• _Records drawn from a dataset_
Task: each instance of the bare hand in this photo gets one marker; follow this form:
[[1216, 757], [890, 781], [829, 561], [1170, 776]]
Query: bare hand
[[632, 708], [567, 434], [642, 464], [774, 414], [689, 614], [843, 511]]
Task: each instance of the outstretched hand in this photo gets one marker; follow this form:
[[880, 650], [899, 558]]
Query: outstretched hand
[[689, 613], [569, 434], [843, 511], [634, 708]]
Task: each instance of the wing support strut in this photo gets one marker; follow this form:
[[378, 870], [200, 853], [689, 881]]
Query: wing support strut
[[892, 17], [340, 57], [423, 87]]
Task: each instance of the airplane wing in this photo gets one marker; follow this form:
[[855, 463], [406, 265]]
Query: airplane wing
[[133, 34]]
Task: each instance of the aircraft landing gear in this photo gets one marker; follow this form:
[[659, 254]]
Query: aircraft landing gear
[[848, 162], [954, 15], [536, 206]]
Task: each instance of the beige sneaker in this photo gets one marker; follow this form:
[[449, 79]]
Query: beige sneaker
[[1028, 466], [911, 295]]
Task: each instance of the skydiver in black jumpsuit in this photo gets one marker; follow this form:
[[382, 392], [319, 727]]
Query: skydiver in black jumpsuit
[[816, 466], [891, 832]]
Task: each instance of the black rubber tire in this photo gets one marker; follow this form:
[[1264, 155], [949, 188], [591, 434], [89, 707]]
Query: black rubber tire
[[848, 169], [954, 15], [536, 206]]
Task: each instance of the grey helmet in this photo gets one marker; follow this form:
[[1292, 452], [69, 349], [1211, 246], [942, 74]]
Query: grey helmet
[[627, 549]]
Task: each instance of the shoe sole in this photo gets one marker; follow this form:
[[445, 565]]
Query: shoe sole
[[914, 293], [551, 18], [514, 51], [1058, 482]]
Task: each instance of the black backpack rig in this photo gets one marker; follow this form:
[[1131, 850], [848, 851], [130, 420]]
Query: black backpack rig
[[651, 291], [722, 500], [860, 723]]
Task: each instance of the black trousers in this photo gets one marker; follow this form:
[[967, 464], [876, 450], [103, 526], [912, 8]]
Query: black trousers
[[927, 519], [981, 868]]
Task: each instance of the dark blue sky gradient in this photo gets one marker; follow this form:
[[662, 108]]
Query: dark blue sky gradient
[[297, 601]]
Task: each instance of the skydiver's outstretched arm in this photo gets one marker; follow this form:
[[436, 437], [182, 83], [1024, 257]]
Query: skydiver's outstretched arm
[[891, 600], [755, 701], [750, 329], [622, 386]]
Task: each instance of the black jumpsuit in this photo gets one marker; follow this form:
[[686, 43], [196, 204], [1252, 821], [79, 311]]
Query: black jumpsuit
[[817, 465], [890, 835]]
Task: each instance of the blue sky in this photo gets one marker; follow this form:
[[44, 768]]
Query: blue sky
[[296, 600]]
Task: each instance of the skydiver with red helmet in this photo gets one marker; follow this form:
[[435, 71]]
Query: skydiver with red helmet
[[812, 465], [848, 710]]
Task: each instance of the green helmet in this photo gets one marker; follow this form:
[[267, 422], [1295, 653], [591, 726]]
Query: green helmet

• _What you are asked to do_
Reproduce the material above in full, keeping every line exactly as it stands.

• _Response for this exercise_
Task: each instance of the bare hand in this photo gets one marker; follow this form:
[[1216, 757], [890, 781], [829, 561], [1170, 776]]
Query: bare hand
[[632, 708], [567, 434], [642, 464], [774, 414], [689, 614], [843, 511]]
Task: each instance of the outstretched hand in this photo gets one marker; follow this form:
[[880, 650], [899, 558]]
Query: outstretched hand
[[689, 613], [569, 434], [843, 511], [634, 708]]
Task: each instance of the wing support strut in this photo gets one marker; follow this form:
[[378, 870], [200, 853], [689, 881]]
Query: wing support strut
[[892, 17], [340, 57], [423, 87]]
Task: each instance of the airplane wing in this photo gets one marker; follow this form:
[[855, 463], [406, 265]]
Query: airplane wing
[[133, 34]]
Task: each instance of the aircraft landing gear in this photo gets one marker; follow this form:
[[659, 254]]
Query: aircraft landing gear
[[848, 162], [954, 15], [536, 206]]
Task: each instance of the beige sneaker in this photo gets one marker; follow this form:
[[449, 79]]
Query: beige sneaker
[[1028, 466], [911, 295]]
Task: each instance of the skydiver in black jumpsuit in this photo gets one marker; follow this form:
[[382, 392], [319, 727]]
Query: skydiver in black jumpsuit
[[816, 466], [891, 832]]
Task: each instance of the black rubber tire in this photo gets one marker; follow this form:
[[1264, 155], [949, 188], [591, 434], [89, 707]]
Query: black rubber tire
[[848, 169], [954, 15], [536, 206]]
Task: each instance of the grey helmet in this photo gets one marker; follow this form:
[[1292, 452], [69, 349], [1211, 246], [942, 74]]
Query: grey helmet
[[627, 549]]
Task: each instance of the shoe sole in this photo gets one marker; follow this form:
[[445, 565]]
Query: shoe sole
[[914, 293], [551, 18], [514, 51], [1058, 482]]
Task: each instance of the black backpack rig in this photo gets one marker; follow this form:
[[1131, 850], [848, 851], [130, 420]]
Query: black backpack rig
[[651, 291], [722, 500], [860, 723]]
Task: each instance of the black trousers in this photo gets one marker; follow this form:
[[967, 464], [876, 450], [103, 526], [912, 8]]
Query: black trousers
[[927, 519], [981, 868]]
Task: each instance of the dark blue sky gradient in this photo gets one marker; follow this form:
[[662, 108]]
Query: dark blue sky gradient
[[297, 601]]
Task: each instance of the skydiver's outstretched arm in this photo gets one marker; follow this form:
[[436, 437], [182, 83], [1024, 257]]
Query: skydiver's outstretched arm
[[891, 600], [755, 701], [750, 329], [622, 386]]
Task: each instance of the black jumpsuit in this photo gets one marker; follow this form:
[[686, 43], [196, 204], [1252, 821], [79, 311]]
Query: black jumpsuit
[[817, 465], [890, 835]]
Task: each instance of the blue sky in this photo gets one marker; follow this form:
[[44, 768]]
Query: blue sky
[[296, 600]]
Task: each instance of the skydiver with red helmet in this photo gets one marker; follow this form:
[[435, 71]]
Query: skydiver with red helmet
[[812, 465], [848, 710]]
Task: each instance of the green helmet in this photo gets one marker; follow this form:
[[267, 422], [1295, 653], [591, 726]]
Query: green helmet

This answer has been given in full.